Selected text:
+ + + + + + +

William of Ockham only had one razor. I have nine. Does that make me a more important thinker than William? I leave that to the judgement of history. In the meantime, here they are:
It’s better to do things than not do things. A razor should sound so simple that it verges on dumb. Indeed this one might be dumb, but I have often found it useful in situations where I know that not doing the thing will be fine (‘if I stay in tonight, I’ll be perfectly happy watching TV’) but doing the thing might have some payoff in terms of pleasure or learning or profit (‘maybe I will enjoy that party/concert’). The hardest decisions to make are ones where the stakes are quite low and you know you’ll probably be happy either way and that’s where this rule comes in particularly handy. It invites more variation, opportunity and serendipity into your life. One useful aspect of a regular newsletter it that it constantly forces you to ‘do the thing’ (write the idea, or half-idea). When you do more things, you raise the chances that some of the things will be great or will pay off in a big way. The greatest artists and innovators tend to be prolific.It’s good to have a bias towards doing the thing.
Stick to the plan. Yes, there are all sort of moments in life when a plan needs to be thrown out or heavily adapted. But I find myself relying on this one quite a lot. Counter-intuitively, the more uncertain your environment, the more you need it. Since I’m self-employed, I’m constantly faced with decisions about how to spend my next hour or day and I’m lucky enough to live in a world full of options and diversions. So when I make a plan for my time I often find myself tempted by different choices in the moment. My brain then stages a battle between Present Me - impulsive, quite dim but brilliant at post-rationalising lizard-brain decisions - and Past Me, represented by the plan. Past Me is a little wiser, since he put more effort into thinking things through, at a distance from the battlefield. Absent decisive new information, I trust Past Me over Present Me.

+ + + + + + +

Data section:
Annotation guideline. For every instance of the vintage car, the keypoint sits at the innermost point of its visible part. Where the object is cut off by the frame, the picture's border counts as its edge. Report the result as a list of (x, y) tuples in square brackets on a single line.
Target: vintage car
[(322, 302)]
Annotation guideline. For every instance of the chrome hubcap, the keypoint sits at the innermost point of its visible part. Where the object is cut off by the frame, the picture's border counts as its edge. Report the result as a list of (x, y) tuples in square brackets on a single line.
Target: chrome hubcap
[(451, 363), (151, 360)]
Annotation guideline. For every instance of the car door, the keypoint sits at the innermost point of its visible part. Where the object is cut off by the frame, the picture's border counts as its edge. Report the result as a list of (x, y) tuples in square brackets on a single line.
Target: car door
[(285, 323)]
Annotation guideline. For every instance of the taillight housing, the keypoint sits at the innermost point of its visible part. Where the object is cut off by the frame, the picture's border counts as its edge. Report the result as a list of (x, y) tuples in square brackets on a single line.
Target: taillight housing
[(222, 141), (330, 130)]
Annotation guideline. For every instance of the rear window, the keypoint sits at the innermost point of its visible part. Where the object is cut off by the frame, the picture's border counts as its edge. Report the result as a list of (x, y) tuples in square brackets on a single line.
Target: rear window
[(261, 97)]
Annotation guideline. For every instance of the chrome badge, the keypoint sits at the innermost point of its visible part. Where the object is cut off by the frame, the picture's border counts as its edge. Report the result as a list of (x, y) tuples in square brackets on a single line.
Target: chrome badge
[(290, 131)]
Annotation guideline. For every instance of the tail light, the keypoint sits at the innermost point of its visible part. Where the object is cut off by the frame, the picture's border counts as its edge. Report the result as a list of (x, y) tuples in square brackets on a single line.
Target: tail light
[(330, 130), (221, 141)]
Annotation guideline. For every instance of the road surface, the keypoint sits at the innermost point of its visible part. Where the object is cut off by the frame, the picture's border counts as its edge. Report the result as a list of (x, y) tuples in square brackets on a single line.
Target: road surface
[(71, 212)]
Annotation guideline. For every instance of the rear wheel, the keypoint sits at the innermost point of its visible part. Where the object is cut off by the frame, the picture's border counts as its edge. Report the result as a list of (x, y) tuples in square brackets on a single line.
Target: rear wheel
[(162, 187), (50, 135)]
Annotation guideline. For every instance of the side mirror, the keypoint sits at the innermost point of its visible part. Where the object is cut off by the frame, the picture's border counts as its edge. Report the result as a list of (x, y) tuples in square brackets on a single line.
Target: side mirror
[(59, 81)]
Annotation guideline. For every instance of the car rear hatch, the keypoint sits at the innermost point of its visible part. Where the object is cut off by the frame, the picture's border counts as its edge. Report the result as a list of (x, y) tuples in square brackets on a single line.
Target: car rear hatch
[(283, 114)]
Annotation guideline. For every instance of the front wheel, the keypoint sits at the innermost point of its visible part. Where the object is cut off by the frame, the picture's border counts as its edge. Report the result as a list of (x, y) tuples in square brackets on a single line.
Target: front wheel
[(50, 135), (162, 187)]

+ + + + + + +

Tasks:
(1) Answer these questions using the razors text:
(a) How many razors did William of Ockham have, according to the writer?
(b) What do the greatest artists and innovators tend to be?
(c) What work situation does the writer give for constantly facing decisions about how to spend the next hour or day?
(2) Decide whether each statement agrees with the razors text. Answer yes or no, and quote the words from the text that settle it.
(a) The writer has nine razors.
(b) The writer says a plan matters less as your environment becomes more uncertain.
(c) When there is no decisive new information, the writer trusts Present Me over Past Me.
(3) Continue the razors text after its last sentence.
The items are separate material and are not part of the razors text.

The responses:
(1)
(a) One.
(b) Prolific.
(c) The writer is self-employed.

(2)
(a) Yes: "I have nine."
(b) No: "Counter-intuitively, the more uncertain your environment, the more you need it."
(c) No: "Absent decisive new information, I trust Past Me over Present Me."

(3)
Compare yourself to the median person. It’s often said we spend too much time comparing ourselves to others and that we should judge ourselves on our own terms. But that’s impossible. You can’t reflect on your own behaviours except in relation to other people. It’s useful to know where we stand in relation to our peer group, or to the national population, or however you want to define the set. Don’t compare yourself to the best or worst or most extreme of those in the group but to the person in the middle of the distribution. Do I exercise more or less than the median person? Do I give more or less to charity? Do I read more or fewer books? Do I take a shower more or less often? Is my parenting style more or less strict? It’s up to you where you want to stand in relation to the median; you probably want to be ‘extreme’ in some cases and bang average in others. Your choice. But you should at least be aware of where you stand within the group and of where that group stands in relation to its superset. Otherwise you may be an outlier without even realising it. Much of the time we live in blithe ignorance of the median person, and that’s rarely a good thing. We can think about this in terms of politics: poor political tactics often stem from ignorance of where the median voter is. Politicians and other public figures needn’t always follow the median voter (although in my view they should do so more often than not) but at a bare minimum they should make an effort to know and understand the median voter’s position.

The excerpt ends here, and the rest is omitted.